- [Brief A]: Gather every line of the rows that contains the string "forest", matching case exactly.

Titles with the highest and lowest page count - rough draft

This data is messy in the MARC record and the SQL is a vibe code mash up of several different SQL scripts, so double check for accuracy and feel free to hit that edit button on this wiki to cleanup the code as needed.

-- ====================================================================================
-- Set these variables to control the query's output
-- ====================================================================================
DECLARE @TopN int = 5;                  -- Number of titles to show for each category
DECLARE @MinPageCount int = 10;         -- Excludes records with page counts BELOW this value
DECLARE @MaxPageCount int = 5000;       -- Excludes records with page counts ABOVE this value
-- ====================================================================================


-- CTE 1: Extract and clean the page number from the MARC 300$a field.
WITH PageExtraction AS
(
    SELECT
        bts.BibliographicRecordID,
        -- This logic finds the first string of numbers in the 300$a field and attempts to convert it to an integer.
        TRY_CAST(
            LEFT(
                SUBSTRING(bts.Data, PATINDEX('%[0-9]%', bts.Data), 8000),
                PATINDEX('%[^0-9]%', SUBSTRING(bts.Data, PATINDEX('%[0-9]%', bts.Data), 8000) + 'Z') - 1
            )
        AS INT) AS PageCount
    FROM
        polaris.polaris.BibliographicTagsAndSubfields_View AS bts
    WHERE
        bts.TagNumber = 300
        AND bts.Subfield = 'a'
        -- Pre-filter to only process tags that actually contain a number.

- [Brief B]: Quote the page-count draft word for word, everything from "This data is" down to "code as needed.".

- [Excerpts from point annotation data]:

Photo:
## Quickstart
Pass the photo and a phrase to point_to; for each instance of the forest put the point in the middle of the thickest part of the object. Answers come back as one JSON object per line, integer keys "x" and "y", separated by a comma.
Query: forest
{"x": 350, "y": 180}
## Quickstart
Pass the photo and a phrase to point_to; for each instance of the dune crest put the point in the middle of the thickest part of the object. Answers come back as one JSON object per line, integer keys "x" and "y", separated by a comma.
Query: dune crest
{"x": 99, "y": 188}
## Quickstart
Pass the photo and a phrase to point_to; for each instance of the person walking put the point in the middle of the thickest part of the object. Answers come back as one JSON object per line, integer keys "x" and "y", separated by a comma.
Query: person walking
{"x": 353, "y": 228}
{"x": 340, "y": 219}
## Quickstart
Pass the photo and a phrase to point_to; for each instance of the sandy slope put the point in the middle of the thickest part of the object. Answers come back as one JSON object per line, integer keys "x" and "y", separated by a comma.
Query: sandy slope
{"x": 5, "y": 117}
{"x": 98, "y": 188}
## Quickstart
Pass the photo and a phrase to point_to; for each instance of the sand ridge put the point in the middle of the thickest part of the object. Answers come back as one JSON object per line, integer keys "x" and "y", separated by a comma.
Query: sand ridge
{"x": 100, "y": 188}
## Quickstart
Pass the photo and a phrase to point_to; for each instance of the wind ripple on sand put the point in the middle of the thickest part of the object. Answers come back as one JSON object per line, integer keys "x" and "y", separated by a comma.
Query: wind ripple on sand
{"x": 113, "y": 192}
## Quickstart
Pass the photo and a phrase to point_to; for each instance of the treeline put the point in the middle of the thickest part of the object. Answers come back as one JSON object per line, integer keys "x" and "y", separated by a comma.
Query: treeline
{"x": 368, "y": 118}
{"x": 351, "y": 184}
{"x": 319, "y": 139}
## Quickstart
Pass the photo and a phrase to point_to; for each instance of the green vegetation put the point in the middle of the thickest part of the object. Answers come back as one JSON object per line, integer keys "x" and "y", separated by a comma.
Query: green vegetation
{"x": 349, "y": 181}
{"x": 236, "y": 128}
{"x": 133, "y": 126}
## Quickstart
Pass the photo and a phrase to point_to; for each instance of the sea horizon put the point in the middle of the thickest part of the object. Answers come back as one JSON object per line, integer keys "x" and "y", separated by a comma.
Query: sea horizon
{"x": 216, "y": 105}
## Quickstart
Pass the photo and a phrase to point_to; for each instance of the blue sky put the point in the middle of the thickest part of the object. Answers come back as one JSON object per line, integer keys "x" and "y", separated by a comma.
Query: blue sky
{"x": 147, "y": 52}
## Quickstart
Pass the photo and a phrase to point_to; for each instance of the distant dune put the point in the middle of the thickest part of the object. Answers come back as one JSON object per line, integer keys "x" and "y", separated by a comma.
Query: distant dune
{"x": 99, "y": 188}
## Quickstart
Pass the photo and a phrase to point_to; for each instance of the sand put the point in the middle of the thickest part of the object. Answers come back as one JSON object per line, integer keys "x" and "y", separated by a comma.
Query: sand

- [Written reply A]:
Pass the photo and a phrase to point_to; for each instance of the forest put the point in the middle of the thickest part of the object. Answers come back as one JSON object per line, integer keys "x" and "y", separated by a comma.
Query: forest

- [Written reply B]:
This data is messy in the MARC record and the SQL is a vibe code mash up of several different SQL scripts, so double check for accuracy and feel free to hit that edit button on this wiki to cleanup the code as needed.